→ **AIM**: Copy the following lines exactly as they appear.

→ **SUPPLIED RECORDS**:
§ §

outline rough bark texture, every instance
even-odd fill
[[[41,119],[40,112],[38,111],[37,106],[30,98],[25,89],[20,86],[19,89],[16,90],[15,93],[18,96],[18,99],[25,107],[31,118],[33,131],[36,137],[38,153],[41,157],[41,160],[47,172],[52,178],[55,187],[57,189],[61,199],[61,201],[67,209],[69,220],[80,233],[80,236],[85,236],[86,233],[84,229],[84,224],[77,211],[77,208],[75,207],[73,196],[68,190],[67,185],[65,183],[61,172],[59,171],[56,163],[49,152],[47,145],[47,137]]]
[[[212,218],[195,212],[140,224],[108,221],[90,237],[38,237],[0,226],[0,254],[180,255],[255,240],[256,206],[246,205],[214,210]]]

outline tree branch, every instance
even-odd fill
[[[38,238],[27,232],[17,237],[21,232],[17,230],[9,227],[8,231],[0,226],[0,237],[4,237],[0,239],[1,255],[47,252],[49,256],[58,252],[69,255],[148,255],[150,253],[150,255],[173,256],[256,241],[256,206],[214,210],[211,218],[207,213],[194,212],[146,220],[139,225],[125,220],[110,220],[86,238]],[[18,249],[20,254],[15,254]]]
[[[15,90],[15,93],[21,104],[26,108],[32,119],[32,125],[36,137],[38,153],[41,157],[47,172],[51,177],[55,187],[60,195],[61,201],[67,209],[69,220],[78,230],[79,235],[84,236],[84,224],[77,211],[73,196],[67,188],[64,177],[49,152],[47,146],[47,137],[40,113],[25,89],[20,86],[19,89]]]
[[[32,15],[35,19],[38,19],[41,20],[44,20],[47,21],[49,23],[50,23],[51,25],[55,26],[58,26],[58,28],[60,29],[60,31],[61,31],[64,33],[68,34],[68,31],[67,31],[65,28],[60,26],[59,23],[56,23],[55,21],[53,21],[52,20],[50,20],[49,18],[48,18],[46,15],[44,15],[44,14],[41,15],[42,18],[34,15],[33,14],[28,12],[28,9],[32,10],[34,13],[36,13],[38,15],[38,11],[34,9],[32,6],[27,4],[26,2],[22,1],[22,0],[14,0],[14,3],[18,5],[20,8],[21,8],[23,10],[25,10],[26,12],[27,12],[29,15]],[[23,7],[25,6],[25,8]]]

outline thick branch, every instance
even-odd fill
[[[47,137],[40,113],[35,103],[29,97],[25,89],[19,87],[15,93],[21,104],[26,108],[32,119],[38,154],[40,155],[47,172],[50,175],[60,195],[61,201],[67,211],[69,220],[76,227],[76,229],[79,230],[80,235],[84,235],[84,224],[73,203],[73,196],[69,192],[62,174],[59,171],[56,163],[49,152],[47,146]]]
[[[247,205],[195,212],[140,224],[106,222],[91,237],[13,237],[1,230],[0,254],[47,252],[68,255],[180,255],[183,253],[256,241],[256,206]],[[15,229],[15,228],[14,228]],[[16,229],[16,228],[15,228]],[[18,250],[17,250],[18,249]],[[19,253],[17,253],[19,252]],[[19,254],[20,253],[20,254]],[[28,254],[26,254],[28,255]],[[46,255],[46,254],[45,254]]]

§ §

→ **SOLUTION**:
outline rough bark texture, every instance
even-odd fill
[[[41,119],[40,112],[38,111],[37,106],[30,98],[25,89],[20,86],[19,89],[16,90],[15,93],[18,96],[18,99],[25,107],[31,118],[33,131],[36,137],[38,153],[41,157],[41,160],[47,172],[52,178],[55,187],[57,189],[61,199],[61,201],[67,209],[69,220],[80,233],[80,236],[85,236],[86,233],[84,229],[84,224],[77,211],[77,208],[75,207],[73,196],[68,190],[67,185],[65,183],[61,172],[59,171],[56,163],[49,152],[47,145],[47,137]]]
[[[212,218],[195,212],[140,224],[108,221],[90,237],[38,237],[0,226],[0,254],[180,255],[255,240],[256,206],[246,205],[214,210]]]

outline tree branch, every instance
even-odd fill
[[[38,238],[27,232],[17,237],[21,232],[17,230],[9,227],[8,231],[0,226],[0,237],[4,237],[0,239],[1,255],[47,252],[49,256],[58,252],[69,255],[148,255],[150,253],[150,255],[173,256],[256,241],[256,206],[214,210],[211,218],[207,213],[194,212],[146,220],[139,225],[125,220],[110,220],[86,238]],[[18,249],[20,254],[15,254]]]
[[[15,90],[15,93],[21,104],[26,108],[32,119],[32,125],[36,137],[38,153],[41,157],[47,172],[51,177],[55,187],[60,195],[61,201],[67,209],[69,220],[78,230],[79,235],[84,236],[84,224],[77,211],[73,196],[67,188],[64,177],[49,152],[47,146],[47,137],[40,113],[25,89],[20,86],[19,89]]]
[[[32,15],[35,19],[38,19],[41,20],[44,20],[47,21],[49,23],[50,23],[51,25],[55,26],[58,26],[58,28],[60,29],[60,31],[61,31],[64,33],[68,34],[68,31],[67,31],[65,28],[60,26],[59,23],[56,23],[55,21],[53,21],[52,20],[50,20],[49,18],[48,18],[46,15],[44,15],[44,14],[41,15],[42,18],[34,15],[33,14],[28,12],[28,9],[32,10],[34,13],[36,13],[38,15],[38,11],[34,9],[32,6],[27,4],[26,2],[22,1],[22,0],[14,0],[14,3],[18,5],[20,8],[21,8],[23,10],[25,10],[26,12],[27,12],[29,15]],[[23,7],[25,6],[25,8]]]

outline thick branch, every instance
even-odd fill
[[[47,137],[40,113],[35,103],[29,97],[25,89],[19,87],[15,93],[21,104],[26,108],[32,119],[38,154],[40,155],[47,172],[50,175],[60,195],[61,201],[67,211],[69,220],[76,227],[76,229],[79,230],[80,235],[84,235],[84,224],[73,203],[73,196],[69,192],[62,174],[59,171],[56,163],[49,152],[47,146]]]
[[[247,205],[195,212],[140,224],[106,222],[91,237],[13,237],[1,230],[0,254],[47,252],[68,255],[180,255],[183,253],[256,241],[256,206]],[[15,229],[15,228],[14,228]],[[16,229],[16,228],[15,228]],[[18,250],[17,250],[18,249]],[[19,253],[17,253],[19,252]],[[19,254],[20,253],[20,254]],[[28,254],[26,254],[28,255]],[[46,255],[46,254],[45,254]]]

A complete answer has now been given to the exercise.